** Start Document extract **

Unread post by Albert » Tue Jan 17, 2017 6:34 pm

roaneric wrote:
Albert wrote:Hey Roaneric, maybe rather than giving the answers directly, a few thoughts on the birds?

The first is obviously a Starling, but which one? Distribution and the tail might give the answer?




Hi Albert

Well I'm not good at identifying birds yet, that is why I asked here for the answers. :hmz:

The starling I have no idea. Cant see the difference in the tail, sorry



Hi Roaneric;
I found it very helpful when I started birding to have those in the know help me along the correct road to the ID rather than just giving the answer:

I think the first bird is Burchell's Starling: My reasoning is as follows: In Kruger we get Greater Blue-eared, Cape Glossy, Burchells, Red-winged and Meves' Starlings This bird has a heavy, rounded tail and a dark eye. That sets it aside from the Cape Glossy and Greater Blue-eared Starlings, while the absence of red wing panels excludes Red-winged. The only other starling with a long tail is the Meves' Starling, but that is only found in the far north of the park.

** End Document extract **
** Start Supplied data **

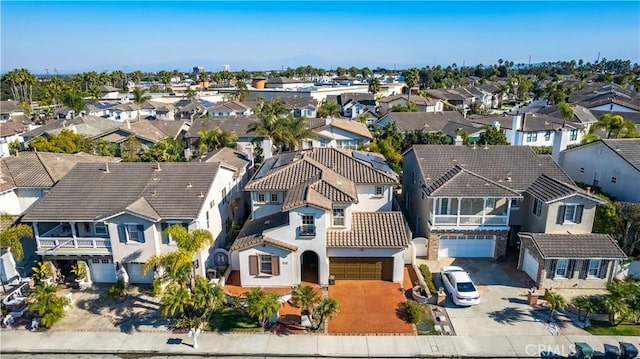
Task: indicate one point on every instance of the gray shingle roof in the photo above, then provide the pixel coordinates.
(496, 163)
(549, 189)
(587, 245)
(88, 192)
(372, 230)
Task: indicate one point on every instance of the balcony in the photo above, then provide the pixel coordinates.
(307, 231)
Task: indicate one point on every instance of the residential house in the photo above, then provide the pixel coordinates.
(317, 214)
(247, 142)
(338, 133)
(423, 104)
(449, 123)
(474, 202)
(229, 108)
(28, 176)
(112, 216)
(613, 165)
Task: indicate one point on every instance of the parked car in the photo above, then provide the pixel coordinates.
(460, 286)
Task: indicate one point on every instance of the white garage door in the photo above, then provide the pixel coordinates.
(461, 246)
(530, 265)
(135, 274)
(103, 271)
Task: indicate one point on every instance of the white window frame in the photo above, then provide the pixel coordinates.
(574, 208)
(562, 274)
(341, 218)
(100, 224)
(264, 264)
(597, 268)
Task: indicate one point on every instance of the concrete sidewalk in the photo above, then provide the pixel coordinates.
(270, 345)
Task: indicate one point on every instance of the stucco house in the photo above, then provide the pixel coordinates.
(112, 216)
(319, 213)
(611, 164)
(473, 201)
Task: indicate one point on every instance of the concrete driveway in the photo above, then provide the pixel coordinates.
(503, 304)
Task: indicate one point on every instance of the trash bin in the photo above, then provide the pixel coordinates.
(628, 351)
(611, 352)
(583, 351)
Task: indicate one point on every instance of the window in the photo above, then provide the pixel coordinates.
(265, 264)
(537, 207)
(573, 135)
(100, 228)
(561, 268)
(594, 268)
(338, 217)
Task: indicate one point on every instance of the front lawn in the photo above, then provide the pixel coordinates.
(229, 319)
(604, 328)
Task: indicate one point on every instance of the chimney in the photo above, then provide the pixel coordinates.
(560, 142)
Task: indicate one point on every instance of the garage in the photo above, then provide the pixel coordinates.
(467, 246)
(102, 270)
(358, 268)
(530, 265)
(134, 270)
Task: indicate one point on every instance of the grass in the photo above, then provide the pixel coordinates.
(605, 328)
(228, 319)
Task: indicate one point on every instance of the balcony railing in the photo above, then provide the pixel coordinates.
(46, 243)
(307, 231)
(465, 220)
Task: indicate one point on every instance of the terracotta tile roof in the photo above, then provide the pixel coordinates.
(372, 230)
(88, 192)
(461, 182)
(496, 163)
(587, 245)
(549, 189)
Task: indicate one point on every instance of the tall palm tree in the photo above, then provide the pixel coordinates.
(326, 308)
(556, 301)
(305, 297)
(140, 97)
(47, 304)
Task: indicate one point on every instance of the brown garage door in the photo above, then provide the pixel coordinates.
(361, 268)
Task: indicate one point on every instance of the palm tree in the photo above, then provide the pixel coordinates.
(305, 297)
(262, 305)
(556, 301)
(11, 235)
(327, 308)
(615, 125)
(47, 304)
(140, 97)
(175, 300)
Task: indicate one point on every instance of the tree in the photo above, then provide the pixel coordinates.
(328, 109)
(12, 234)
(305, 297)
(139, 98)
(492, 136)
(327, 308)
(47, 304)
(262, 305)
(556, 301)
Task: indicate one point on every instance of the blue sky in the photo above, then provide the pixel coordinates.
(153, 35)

** End Supplied data **
** Start Supplied data **

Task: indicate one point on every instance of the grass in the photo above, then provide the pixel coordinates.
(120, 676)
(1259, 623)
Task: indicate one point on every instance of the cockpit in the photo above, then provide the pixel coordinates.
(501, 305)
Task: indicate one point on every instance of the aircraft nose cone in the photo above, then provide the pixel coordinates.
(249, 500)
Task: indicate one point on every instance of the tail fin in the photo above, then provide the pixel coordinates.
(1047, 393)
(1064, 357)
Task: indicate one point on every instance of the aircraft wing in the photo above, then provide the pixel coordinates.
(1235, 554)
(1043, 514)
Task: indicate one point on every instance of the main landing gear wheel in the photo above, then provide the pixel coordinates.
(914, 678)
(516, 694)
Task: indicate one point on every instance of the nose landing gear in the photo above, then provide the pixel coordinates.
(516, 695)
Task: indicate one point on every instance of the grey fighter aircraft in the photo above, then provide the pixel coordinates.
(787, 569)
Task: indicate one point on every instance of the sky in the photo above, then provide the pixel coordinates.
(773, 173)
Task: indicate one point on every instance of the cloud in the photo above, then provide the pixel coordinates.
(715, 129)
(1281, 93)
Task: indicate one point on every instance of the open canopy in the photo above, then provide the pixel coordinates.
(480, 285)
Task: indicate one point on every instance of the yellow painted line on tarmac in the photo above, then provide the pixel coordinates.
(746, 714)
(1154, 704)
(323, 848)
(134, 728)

** End Supplied data **

Short exercise 1:
Please say whether each statement agrees with the forum post, answering yes or no and quoting the deciding words: (a) Roaneric can see the difference in the tail. (b) The Meves' Starling occurs throughout Kruger. (c) The first bird has a dark eye.
Short exercise 2:
Change "birds" to "species" in a passage of the forum post and write the passage out: begin at the words "Unread post by" and stop after "on the birds?".

Complete answer 1:
(a) No: "Cant see the difference in the tail, sorry"
(b) No: "that is only found in the far north of the park."
(c) Yes: "This bird has a heavy, rounded tail and a dark eye."

Complete answer 2:
Unread post by Albert » Tue Jan 17, 2017 6:34 pm

roaneric wrote:
Albert wrote:Hey Roaneric, maybe rather than giving the answers directly, a few thoughts on the species?